Terms of Business


  1. “Agreement” means these Terms of Business (“Terms”) together with the Engagement Letter.
  2. “Charges” means our fees for the Services and other sums payable by you to us under the Engagement together with disbursements
    and VAT and other governmental or overseas taxes (where applicable) as set out in the Engagement Letter
  3. “Engagement” means each separate engagement by you of us for the provision of the Services as described in the Engagement Letter
    provided for each Engagement.
  4. “Engagement Letter” means a letter setting out the Services to be provided to you together with these Terms, and any other
    documents or terms expressly or impliedly applicable to the provision of the Services (“Additional Terms”).
  5. “Hornblower” or “we” (or any derivatives) means Hornblower Business Brokers Limited, a company registered in England and Wales under company number 5974172 and whose registered address is St. Brandon’s House, 29 Great George Street, Bristol BS1 5QT
  6. “Services” means the services to be provided to you under each Engagement.
  7. “You” (or any derivatives) means the addressee of the Engagement Letter to whom the Services are to be provided.

2Basis of agreement

  1. The following Terms apply to all Engagements accepted by us. All Services to be provided by us will be set out in the Engagement
    Letter and will be subject to and conditional upon these Terms. Where there are differences between the Terms and the Engagement Letter, the Engagement Letter shall take precedence.

▶ [Task to carry out] List, in order, each term that receives its own numbered definition in the opening list of the terms of business. None of the data is needed.

▶ [Information provided]

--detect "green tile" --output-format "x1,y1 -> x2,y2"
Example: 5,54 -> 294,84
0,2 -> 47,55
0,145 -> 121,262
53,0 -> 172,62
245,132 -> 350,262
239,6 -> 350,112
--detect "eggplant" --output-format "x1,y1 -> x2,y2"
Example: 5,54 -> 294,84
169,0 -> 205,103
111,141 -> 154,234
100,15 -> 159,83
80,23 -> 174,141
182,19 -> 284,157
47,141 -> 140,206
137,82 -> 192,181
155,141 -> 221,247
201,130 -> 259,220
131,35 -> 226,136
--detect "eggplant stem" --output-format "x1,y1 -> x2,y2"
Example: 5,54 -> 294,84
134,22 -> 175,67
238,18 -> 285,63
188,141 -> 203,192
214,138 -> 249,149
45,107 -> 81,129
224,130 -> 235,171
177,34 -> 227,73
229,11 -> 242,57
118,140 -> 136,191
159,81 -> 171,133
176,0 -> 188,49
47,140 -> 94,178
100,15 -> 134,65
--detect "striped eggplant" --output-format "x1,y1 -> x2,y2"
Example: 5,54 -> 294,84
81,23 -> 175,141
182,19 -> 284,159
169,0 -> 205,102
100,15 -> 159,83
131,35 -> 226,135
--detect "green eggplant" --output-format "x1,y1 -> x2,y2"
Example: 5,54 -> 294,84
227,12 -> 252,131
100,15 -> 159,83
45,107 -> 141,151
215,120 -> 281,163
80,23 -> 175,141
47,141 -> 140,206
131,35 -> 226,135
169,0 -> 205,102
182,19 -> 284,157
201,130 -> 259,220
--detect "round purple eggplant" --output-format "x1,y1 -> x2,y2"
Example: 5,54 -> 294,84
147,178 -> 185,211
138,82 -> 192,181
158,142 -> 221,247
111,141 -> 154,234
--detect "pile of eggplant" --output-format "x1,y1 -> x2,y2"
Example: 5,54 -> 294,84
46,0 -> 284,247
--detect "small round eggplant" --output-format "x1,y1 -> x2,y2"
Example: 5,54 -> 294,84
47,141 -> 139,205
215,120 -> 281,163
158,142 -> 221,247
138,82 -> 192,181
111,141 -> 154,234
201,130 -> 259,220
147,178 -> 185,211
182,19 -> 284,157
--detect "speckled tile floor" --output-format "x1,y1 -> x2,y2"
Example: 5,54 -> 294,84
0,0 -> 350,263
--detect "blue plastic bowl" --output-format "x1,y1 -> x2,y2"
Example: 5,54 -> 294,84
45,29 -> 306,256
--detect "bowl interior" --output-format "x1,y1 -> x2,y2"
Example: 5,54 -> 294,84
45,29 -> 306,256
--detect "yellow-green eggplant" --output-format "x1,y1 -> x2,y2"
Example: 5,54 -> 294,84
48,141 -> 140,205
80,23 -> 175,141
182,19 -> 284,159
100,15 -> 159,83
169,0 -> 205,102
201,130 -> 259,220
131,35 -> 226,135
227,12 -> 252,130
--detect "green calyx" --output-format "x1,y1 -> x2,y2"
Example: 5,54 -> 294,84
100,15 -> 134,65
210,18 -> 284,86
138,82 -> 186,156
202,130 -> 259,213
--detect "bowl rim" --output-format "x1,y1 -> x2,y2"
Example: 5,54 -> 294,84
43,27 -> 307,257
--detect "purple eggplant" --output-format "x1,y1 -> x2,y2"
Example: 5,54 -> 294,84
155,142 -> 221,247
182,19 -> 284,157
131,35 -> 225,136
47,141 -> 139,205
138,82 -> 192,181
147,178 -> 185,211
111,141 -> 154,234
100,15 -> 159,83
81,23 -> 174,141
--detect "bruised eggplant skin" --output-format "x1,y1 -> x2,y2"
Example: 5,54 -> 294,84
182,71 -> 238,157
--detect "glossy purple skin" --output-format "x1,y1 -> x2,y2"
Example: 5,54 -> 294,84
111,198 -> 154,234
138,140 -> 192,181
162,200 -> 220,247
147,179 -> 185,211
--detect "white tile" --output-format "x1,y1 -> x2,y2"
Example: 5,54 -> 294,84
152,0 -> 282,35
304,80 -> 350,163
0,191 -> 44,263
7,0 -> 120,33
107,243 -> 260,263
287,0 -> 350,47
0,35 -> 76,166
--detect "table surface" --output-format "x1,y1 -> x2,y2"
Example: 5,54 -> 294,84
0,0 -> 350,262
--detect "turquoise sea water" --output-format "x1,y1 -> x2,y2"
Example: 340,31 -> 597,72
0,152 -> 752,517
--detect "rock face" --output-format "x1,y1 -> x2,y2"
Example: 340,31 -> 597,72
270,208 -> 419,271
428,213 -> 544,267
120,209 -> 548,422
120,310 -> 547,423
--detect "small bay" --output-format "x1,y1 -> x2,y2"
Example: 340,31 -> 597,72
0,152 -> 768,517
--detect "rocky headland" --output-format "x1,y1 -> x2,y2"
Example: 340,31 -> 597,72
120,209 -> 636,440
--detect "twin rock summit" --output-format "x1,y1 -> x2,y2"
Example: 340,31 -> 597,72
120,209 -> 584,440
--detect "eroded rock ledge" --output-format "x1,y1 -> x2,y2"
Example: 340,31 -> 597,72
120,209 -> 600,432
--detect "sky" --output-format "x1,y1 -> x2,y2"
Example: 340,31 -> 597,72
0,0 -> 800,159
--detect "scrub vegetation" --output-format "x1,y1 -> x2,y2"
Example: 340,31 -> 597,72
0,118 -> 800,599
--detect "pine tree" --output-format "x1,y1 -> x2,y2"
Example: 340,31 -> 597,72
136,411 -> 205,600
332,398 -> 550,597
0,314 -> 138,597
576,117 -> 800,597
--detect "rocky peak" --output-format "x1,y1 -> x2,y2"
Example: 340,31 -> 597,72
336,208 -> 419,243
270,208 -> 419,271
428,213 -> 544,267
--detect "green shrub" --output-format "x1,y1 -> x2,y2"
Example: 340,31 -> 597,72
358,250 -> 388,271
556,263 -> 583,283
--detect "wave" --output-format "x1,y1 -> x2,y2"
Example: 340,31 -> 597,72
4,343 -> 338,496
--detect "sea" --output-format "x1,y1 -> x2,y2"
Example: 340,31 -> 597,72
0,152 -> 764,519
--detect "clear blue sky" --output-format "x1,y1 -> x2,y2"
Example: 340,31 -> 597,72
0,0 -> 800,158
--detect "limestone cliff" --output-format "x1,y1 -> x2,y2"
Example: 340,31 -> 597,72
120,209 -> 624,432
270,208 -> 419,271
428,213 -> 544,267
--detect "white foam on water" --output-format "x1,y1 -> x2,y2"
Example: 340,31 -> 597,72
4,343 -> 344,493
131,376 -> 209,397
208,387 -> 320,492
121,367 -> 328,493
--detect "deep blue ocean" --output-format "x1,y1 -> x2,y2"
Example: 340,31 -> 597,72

▶ [Response below]
Agreement
Charges
Engagement
Engagement Letter
Hornblower (or "we")
Services
You